Top of EXCERPT TO READ
Digital culture roundup: public university pride born online spills into the streets

From a rising clothing brand to a coat of arms that became a symbol of national unity, the internet is fueling massive outspoken support for universities

Javier Milei supporters like to think they’re internet savvy. They call it tener calle online, referencing the idea that they’re street-smart, albeit in cyberspace. There is some evidence to back their claim. After all, their leader went from political debutant to president in only 2 years, thanks in no small part to social media. The thing is, no matter how mighty someone may be, everyone eventually runs into a foe that gives them a run for their money.

For the libertarians, the challenge to their status as online agenda-setting kings is coming from none other than public university members and supporters. In the face of steep slashes in university funding, pride in these institutions has sparked on the internet and spilled over into the streets.
Bottom of EXCERPT TO READ
Top of GIVEN INFORMATION
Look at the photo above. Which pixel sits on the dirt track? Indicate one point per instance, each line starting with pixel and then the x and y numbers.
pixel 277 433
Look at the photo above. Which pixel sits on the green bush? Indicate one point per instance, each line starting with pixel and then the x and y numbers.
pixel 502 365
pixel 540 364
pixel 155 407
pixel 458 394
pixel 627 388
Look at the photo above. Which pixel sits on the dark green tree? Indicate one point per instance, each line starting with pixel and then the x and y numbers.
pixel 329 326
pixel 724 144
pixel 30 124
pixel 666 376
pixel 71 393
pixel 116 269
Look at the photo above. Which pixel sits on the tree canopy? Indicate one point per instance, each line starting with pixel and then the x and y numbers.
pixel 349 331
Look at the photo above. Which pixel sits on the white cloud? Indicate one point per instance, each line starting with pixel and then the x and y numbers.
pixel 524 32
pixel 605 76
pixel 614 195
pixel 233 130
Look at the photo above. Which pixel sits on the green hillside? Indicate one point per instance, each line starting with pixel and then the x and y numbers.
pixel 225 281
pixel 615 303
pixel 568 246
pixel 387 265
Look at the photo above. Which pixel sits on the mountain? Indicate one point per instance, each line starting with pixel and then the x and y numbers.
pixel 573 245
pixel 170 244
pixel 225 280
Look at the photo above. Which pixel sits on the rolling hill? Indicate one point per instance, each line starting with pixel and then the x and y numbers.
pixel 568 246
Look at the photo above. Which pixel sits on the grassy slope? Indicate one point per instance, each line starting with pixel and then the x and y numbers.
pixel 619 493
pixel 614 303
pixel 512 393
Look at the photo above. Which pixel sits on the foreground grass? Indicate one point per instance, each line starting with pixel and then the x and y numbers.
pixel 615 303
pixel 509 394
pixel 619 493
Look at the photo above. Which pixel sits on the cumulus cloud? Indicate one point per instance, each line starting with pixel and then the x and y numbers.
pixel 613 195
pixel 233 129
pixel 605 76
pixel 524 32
Bottom of GIVEN INFORMATION
Top of GIVEN INFORMATION
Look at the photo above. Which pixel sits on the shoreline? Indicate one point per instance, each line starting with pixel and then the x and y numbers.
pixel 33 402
Bottom of GIVEN INFORMATION
Top of GIVEN INFORMATION
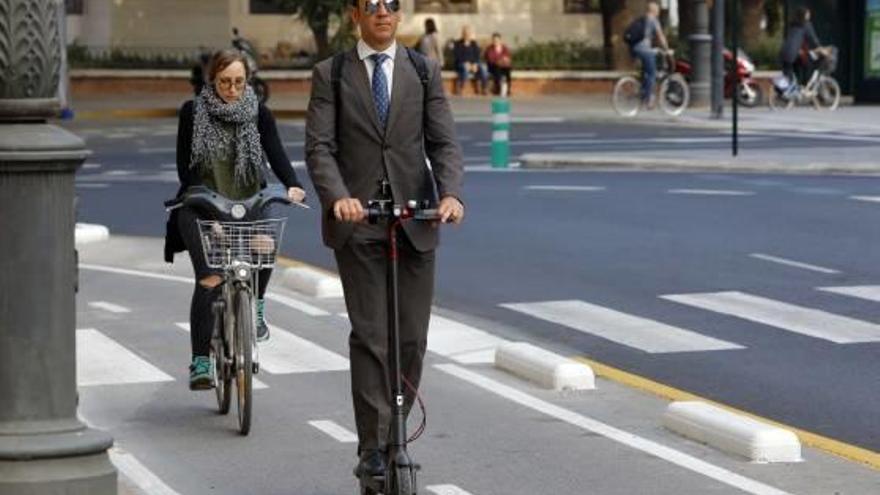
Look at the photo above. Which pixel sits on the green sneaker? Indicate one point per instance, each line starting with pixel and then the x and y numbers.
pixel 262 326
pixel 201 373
Bottom of GIVEN INFORMATION
### EXERCISE REQUIREMENTS
a – In one to three sentences, explain why, according to the digital culture roundup, there is some evidence behind Milei supporters' claim to be internet savvy.
b – Retype part of the digital culture roundup word for word, starting at the words "Digital culture roundup: public" and stopping after "for their money.".
The data has nothing to do with the digital culture roundup.

### TASK-BY-TASK RESULTS
a – Their leader went from political debutant to president in only 2 years, and social media played no small part in that.

b –
Digital culture roundup: public university pride born online spills into the streets

From a rising clothing brand to a coat of arms that became a symbol of national unity, the internet is fueling massive outspoken support for universities

Javier Milei supporters like to think they’re internet savvy. They call it tener calle online, referencing the idea that they’re street-smart, albeit in cyberspace. There is some evidence to back their claim. After all, their leader went from political debutant to president in only 2 years, thanks in no small part to social media. The thing is, no matter how mighty someone may be, everyone eventually runs into a foe that gives them a run for their money.